Instructions to follow: Reproduce each line of the material precisely.

Records supplied:
[BEGIN]

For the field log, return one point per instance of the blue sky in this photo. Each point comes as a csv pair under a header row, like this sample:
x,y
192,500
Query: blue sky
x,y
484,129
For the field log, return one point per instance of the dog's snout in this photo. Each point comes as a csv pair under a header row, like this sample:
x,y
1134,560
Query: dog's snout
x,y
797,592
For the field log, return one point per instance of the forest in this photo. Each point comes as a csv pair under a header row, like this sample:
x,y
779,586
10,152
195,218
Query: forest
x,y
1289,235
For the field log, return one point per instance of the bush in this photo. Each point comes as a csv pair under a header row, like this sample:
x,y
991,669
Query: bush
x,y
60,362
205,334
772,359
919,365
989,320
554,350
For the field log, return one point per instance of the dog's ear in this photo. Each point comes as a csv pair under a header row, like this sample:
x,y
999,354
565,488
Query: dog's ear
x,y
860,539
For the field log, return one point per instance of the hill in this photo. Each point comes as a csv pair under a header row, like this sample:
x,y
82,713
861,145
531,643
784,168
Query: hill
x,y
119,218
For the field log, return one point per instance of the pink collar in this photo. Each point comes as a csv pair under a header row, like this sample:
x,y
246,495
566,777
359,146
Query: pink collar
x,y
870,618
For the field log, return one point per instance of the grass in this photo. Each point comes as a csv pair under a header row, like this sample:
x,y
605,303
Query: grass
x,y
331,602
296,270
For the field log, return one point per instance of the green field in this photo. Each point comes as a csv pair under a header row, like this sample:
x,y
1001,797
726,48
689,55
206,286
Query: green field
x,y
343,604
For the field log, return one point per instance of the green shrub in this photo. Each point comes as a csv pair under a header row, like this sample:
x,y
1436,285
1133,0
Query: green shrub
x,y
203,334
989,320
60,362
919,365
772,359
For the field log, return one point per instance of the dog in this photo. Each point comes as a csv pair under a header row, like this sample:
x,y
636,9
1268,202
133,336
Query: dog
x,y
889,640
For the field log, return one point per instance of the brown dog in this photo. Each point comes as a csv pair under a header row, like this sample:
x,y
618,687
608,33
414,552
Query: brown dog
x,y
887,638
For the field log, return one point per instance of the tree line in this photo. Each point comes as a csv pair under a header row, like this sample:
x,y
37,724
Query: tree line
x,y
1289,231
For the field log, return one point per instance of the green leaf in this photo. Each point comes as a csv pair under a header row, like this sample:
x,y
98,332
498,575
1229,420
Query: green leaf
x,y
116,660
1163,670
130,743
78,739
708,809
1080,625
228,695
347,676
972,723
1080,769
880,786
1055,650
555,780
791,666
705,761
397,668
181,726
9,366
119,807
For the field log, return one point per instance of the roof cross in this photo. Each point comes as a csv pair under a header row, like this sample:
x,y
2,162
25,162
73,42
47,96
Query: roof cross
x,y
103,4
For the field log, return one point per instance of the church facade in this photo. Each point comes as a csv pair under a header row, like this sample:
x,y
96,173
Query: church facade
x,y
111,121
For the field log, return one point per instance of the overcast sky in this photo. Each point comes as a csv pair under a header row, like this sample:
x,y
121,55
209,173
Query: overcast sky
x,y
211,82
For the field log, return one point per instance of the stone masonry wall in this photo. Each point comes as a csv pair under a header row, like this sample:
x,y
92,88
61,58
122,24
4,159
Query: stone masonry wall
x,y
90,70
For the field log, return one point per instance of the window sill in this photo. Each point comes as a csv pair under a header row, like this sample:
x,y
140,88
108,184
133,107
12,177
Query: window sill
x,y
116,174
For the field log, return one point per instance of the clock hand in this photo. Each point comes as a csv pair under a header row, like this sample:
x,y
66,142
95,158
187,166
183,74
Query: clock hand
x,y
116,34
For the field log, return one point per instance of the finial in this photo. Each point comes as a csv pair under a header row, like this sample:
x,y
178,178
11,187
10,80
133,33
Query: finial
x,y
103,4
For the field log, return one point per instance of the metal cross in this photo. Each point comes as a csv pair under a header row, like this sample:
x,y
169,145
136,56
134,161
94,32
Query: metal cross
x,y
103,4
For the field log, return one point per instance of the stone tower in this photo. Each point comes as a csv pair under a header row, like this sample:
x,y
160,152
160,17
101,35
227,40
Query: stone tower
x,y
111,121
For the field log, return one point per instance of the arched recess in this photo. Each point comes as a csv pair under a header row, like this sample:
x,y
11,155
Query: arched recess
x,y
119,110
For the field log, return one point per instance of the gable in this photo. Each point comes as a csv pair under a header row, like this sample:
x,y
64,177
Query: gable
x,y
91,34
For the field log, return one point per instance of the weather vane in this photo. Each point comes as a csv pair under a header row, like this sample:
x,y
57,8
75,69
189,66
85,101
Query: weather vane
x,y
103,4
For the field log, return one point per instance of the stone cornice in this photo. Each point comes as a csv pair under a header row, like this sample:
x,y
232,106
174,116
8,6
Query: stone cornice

[END]

Answer to this task:
For the field log, return one point per instance of the blue sky in this photo. Each point comes as a csv pair under a header row, like this sample:
x,y
192,500
Query: blue sky
x,y
484,129
For the field log, return one point per instance of the dog's snout in this photo. Each point comes as a csv pair under a header row, like this sample:
x,y
1134,560
Query: dog's snout
x,y
797,592
For the field log, return one point per instance of the forest in this photo. Each point comes as a csv pair under a header row, like this sample:
x,y
779,586
10,152
195,218
Query: forest
x,y
1289,235
For the field log, return one point per instance of the bush in this photo. Each point comes as a csv pair under a header row, like this sample:
x,y
991,669
Query: bush
x,y
60,362
205,334
772,359
919,365
989,320
554,350
For the field log, return one point per instance of the dog's ear in this photo. Each point comes as a csv pair under a header row, like this sample:
x,y
999,354
565,488
Query: dog's ear
x,y
860,539
For the field log, return one point per instance of the hill in this photo. Each point comes as a csv pair under a header row, like this sample:
x,y
82,713
861,145
531,643
784,168
Query: hill
x,y
119,218
For the field log, return one point per instance of the pink collar in this photo. Each point comes as a csv pair under a header row, like this sample:
x,y
246,495
566,777
359,146
Query: pink collar
x,y
870,618
For the field log, return one point per instance of the grass in this photo. Each point comes as a csv pair under a header row, like this sample:
x,y
605,303
Query: grass
x,y
331,602
296,270
For the field log, return one point per instance of the green field in this photo. Each point comes as a csv pair under a header row, like this sample:
x,y
1001,797
726,48
689,55
206,286
Query: green field
x,y
343,604
For the field log, return one point per instance of the green shrub in this photo. Each point comes as a csv pair under a header row, like this sample:
x,y
1436,285
1133,0
Query: green shrub
x,y
203,334
989,320
60,362
919,365
772,359
For the field log, return one point per instance of the dog in this photo. Each point comes as a csv pair under a header row, like this sample:
x,y
636,9
1268,202
133,336
Query: dog
x,y
889,640
For the field log, return one point per instance of the brown dog in this photo. Each point comes as a csv pair under a header row, like this sample:
x,y
618,687
608,33
414,552
Query: brown dog
x,y
887,638
For the field log, return one point per instance of the tree line in this photo. Each point comes as a csv pair under a header row, like this sample:
x,y
37,724
Query: tree line
x,y
1289,231
For the field log, return one point per instance of the green leaf in this photo. Each point comes as a csv pair under a header row, like this sample:
x,y
98,332
498,575
1229,420
Query: green leaf
x,y
116,660
1163,670
130,743
78,739
708,809
1080,625
228,695
347,676
972,723
1080,769
880,786
1055,650
555,780
791,666
705,761
397,668
181,726
9,366
119,807
For the field log, return one point per instance of the roof cross in this photo. Each point comes as a csv pair under a header row, like this sample:
x,y
2,162
25,162
73,42
47,96
Query: roof cross
x,y
103,4
For the field log, return one point per instance of the church facade in this photo. Each point comes as a csv pair under a header row, like this sample:
x,y
96,173
Query: church facade
x,y
111,121
For the field log, return one point per instance of the overcast sky in this photo. Each point comes as a csv pair under a header row, like this sample:
x,y
121,55
209,173
Query: overcast sky
x,y
211,82
For the field log, return one point per instance of the stone masonry wall in this photo. Each point comes as a csv pair under a header row, like this sample:
x,y
92,88
61,58
122,24
4,159
Query: stone masonry wall
x,y
90,70
For the field log, return one point per instance of the window sill in this photo. Each point comes as a csv pair under a header row, like this sample:
x,y
140,88
108,184
133,107
12,177
Query: window sill
x,y
116,174
For the field log, return one point per instance of the clock hand in this photo. Each point comes as a csv pair under a header row, like this sample:
x,y
66,142
95,158
187,166
183,74
Query: clock hand
x,y
116,34
For the field log, return one point per instance of the finial in this photo. Each point comes as a csv pair under a header row, like this sample:
x,y
178,178
11,187
10,80
133,33
Query: finial
x,y
103,4
For the field log, return one point per instance of the metal cross in this photo. Each point comes as a csv pair under a header row, like this sample:
x,y
169,145
136,56
134,161
94,32
Query: metal cross
x,y
103,4
For the field log, return one point per instance of the stone tower in this photo. Each point comes as a csv pair under a header row, like this sample:
x,y
160,152
160,17
101,35
227,40
Query: stone tower
x,y
111,121
For the field log, return one point per instance of the arched recess in this photo. Each point comes as a csv pair under a header row, like this sample:
x,y
11,155
Query: arched recess
x,y
119,110
For the field log, return one point per instance of the gable in this photo. Each point comes as a csv pair under a header row, like this sample:
x,y
64,177
Query: gable
x,y
91,34
For the field log, return one point per instance of the weather vane in this photo. Each point comes as a csv pair under a header row, like this sample:
x,y
57,8
75,69
189,66
85,101
Query: weather vane
x,y
103,4
For the field log, return one point per instance of the stone cornice in this photo. Each point comes as a csv pair under a header row, like this sample:
x,y
232,106
174,116
8,6
Query: stone cornice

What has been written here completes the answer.